──────── SELECTED PASSAGE ────────
Drosophila medium consisted of 0.7% agar, 10% glucose, 4.5% corn powder, and 4% dry yeast. C and THC in EtOH were added to melted aliquots of medium at final concentrations of 0, 20, 50, and 150 μM (5% EtOH). EtOH alone was used as a control. Fresh medium was prepared weekly. For survival assays, newly eclosed flies were maintained at 20 flies/vial on standard laboratory food at 25°C. Flies were transferred to fresh vials every 2-3 days and scored for survival. Each experiment was conducted with at least 200 flies of each genotype. All the analyses of life span are summarized in Table 1.
Anti-oxidative stress analysis
To induce the oxidative stress response in Drosophila, adult flies (1 week old) were exposed to 7.5 mM paraquat. Twenty flies were starved in vials containing 2 ml of 1% agar for 6 h before paraquat treatment. Flies were then transferred to vials containing 1% agar with 7.5 mM paraquat (methyl viologen, Sigma, St. Louis, USA) and 5% sucrose. Data are presented as mean ± standard error.
Statistical analysis
Significant differences between groups in all experiments were determined by Kaplan-Meier survival analysis using the biostatistics software GraphPad Prism 5. Curves were compared using the log-rank test. A p value < 0.05 was considered significant.
SUPPLEMENTAL FIGURES
Acknowledgments
We gratefully thank Drs. E. Hafen, S.L. Helfand, and P.F. Lasko, as well as the Drosophila Stock Center (Kyoto Institute of Technology, Japan), for gifts of Drosophila strains. We also thank Dr. Yanagino for gifts of reagents for biochemical analyses and for helpful advice. This work was supported in part by grants from the Novartis Foundation (Japan) for the Promotion of Science (A.M.), Grant-in-Aid from the Ministry of Education and Scientific Research for Priority Areas (Y.-M.L. and L.T.), the Ministry of Health, Labor, and Welfare for Comprehensive Research on Aging and Health (W.M.), and Health Sciences of National Institute of Biomedical Innovation (Japan) for the Promotion of Fundamental Studies (W.M.).
Glossary
- THC
tetrahydrocurcumin
- C
curcumin
- ROS
reactive oxygen species
- FOXO
O-type forkhead domain transcription factor
- MnSOD
Mn superoxide dismutase
- RES
resveratrol
- DAPI
4′,6-diamidino-2-phenylindole dihydrochloride
- CR
caloric restriction
- PKB
protein kinase B)
- IGF
insulin growth factor
Footnotes
The authors of this manuscript have no conflict of interest to declare.
──────── DATA BLOCK ────────
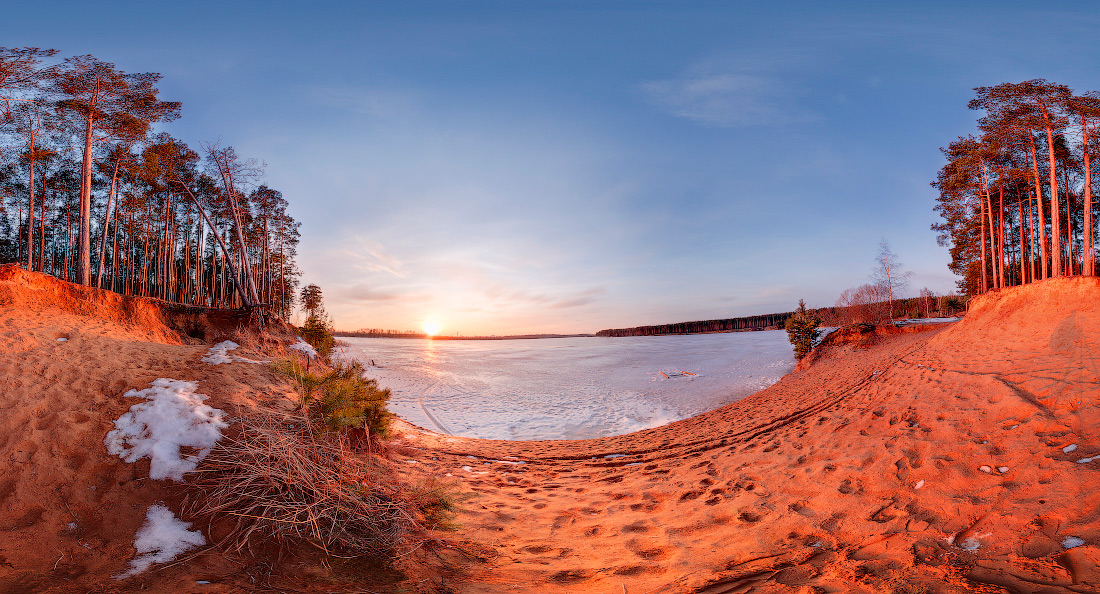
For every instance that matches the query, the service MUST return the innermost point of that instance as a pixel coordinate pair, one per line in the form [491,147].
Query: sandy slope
[806,486]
────────
WHAT THIS EXERCISE ASKS:
a) Rewrite the stretch of the Drosophila methods excerpt from "Drosophila medium consisted" through "in Table 1.", changing "EtOH" to "ethanol".
b) Answer these questions using the Drosophila methods excerpt.
(i) What concentration of paraquat were the adult flies exposed to?
(ii) Which software was used for the Kaplan-Meier survival analysis?
(iii) What does the abbreviation MnSOD stand for?
The material that comes after the Drosophila methods excerpt is separate from it.

ANSWERS TO EACH TASK:
a)
Drosophila medium consisted of 0.7% agar, 10% glucose, 4.5% corn powder, and 4% dry yeast. C and THC in ethanol were added to melted aliquots of medium at final concentrations of 0, 20, 50, and 150 μM (5% ethanol). ethanol alone was used as a control. Fresh medium was prepared weekly. For survival assays, newly eclosed flies were maintained at 20 flies/vial on standard laboratory food at 25°C. Flies were transferred to fresh vials every 2-3 days and scored for survival. Each experiment was conducted with at least 200 flies of each genotype. All the analyses of life span are summarized in Table 1.

b)
(i) 7.5 mM
(ii) GraphPad Prism 5
(iii) Mn superoxide dismutase